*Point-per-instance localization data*
*****

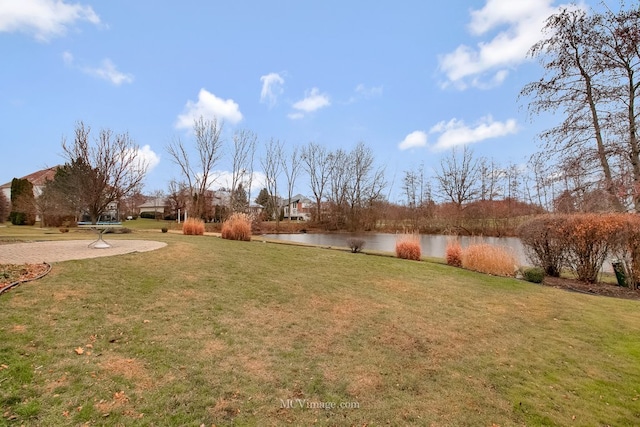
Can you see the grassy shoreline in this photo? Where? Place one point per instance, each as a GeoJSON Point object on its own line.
{"type": "Point", "coordinates": [209, 331]}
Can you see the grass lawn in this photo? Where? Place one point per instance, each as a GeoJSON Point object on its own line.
{"type": "Point", "coordinates": [207, 331]}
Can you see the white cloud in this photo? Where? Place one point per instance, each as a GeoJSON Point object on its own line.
{"type": "Point", "coordinates": [67, 57]}
{"type": "Point", "coordinates": [208, 106]}
{"type": "Point", "coordinates": [43, 19]}
{"type": "Point", "coordinates": [456, 132]}
{"type": "Point", "coordinates": [368, 92]}
{"type": "Point", "coordinates": [271, 88]}
{"type": "Point", "coordinates": [486, 65]}
{"type": "Point", "coordinates": [109, 72]}
{"type": "Point", "coordinates": [148, 156]}
{"type": "Point", "coordinates": [363, 92]}
{"type": "Point", "coordinates": [313, 100]}
{"type": "Point", "coordinates": [224, 179]}
{"type": "Point", "coordinates": [414, 140]}
{"type": "Point", "coordinates": [106, 71]}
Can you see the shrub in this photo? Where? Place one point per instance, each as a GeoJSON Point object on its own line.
{"type": "Point", "coordinates": [489, 259]}
{"type": "Point", "coordinates": [533, 274]}
{"type": "Point", "coordinates": [408, 247]}
{"type": "Point", "coordinates": [544, 242]}
{"type": "Point", "coordinates": [355, 244]}
{"type": "Point", "coordinates": [454, 253]}
{"type": "Point", "coordinates": [193, 227]}
{"type": "Point", "coordinates": [589, 239]}
{"type": "Point", "coordinates": [626, 247]}
{"type": "Point", "coordinates": [237, 227]}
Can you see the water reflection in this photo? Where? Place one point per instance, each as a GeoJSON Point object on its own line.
{"type": "Point", "coordinates": [432, 245]}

*****

*Goal of the exercise*
Repeat, exactly and in full, every entry in the data, but not the pictures.

*Worked solution*
Can you see the grassy shoreline in this photo? Where? Place one point per instance, each as a GeoJSON Point object on its own line.
{"type": "Point", "coordinates": [209, 331]}
Can you see the grass lawn in this photo? Where? Place one point per instance, each as a GeoJSON Point object on its own line.
{"type": "Point", "coordinates": [207, 331]}
Can you see the white cloud in this photo? Where? Place one point per instance, each as a GeoJSON Point object on its own line.
{"type": "Point", "coordinates": [67, 57]}
{"type": "Point", "coordinates": [208, 106]}
{"type": "Point", "coordinates": [43, 19]}
{"type": "Point", "coordinates": [456, 132]}
{"type": "Point", "coordinates": [368, 92]}
{"type": "Point", "coordinates": [271, 88]}
{"type": "Point", "coordinates": [486, 65]}
{"type": "Point", "coordinates": [109, 72]}
{"type": "Point", "coordinates": [148, 156]}
{"type": "Point", "coordinates": [363, 92]}
{"type": "Point", "coordinates": [313, 100]}
{"type": "Point", "coordinates": [224, 179]}
{"type": "Point", "coordinates": [414, 140]}
{"type": "Point", "coordinates": [106, 71]}
Can you see the shrub in this photo? Where? Place one point per instance, each as a GeoJSON Point object on its own line.
{"type": "Point", "coordinates": [489, 259]}
{"type": "Point", "coordinates": [533, 274]}
{"type": "Point", "coordinates": [408, 247]}
{"type": "Point", "coordinates": [544, 242]}
{"type": "Point", "coordinates": [355, 244]}
{"type": "Point", "coordinates": [454, 253]}
{"type": "Point", "coordinates": [193, 227]}
{"type": "Point", "coordinates": [589, 239]}
{"type": "Point", "coordinates": [626, 247]}
{"type": "Point", "coordinates": [237, 227]}
Can you see the water reflection in this photo? Where? Place one point per instance, each as a GeoJSON Point object on its own line.
{"type": "Point", "coordinates": [432, 245]}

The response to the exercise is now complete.